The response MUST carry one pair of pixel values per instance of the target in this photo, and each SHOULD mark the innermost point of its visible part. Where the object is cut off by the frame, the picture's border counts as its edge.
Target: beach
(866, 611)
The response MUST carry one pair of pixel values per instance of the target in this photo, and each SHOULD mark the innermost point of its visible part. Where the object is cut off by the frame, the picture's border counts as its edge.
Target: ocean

_Your instructions_: Would you please repeat the lines from the one with "Target: beach" through the last line of the listing above, exactly and with nothing else?

_Exercise result_:
Target: beach
(866, 611)
The response MUST carry one pair of pixel values per instance of the target in this photo, and each SHOULD mark the innermost point of its visible part. Where the object is cut off by the frame, the picture's border counts as its edge.
Target: ocean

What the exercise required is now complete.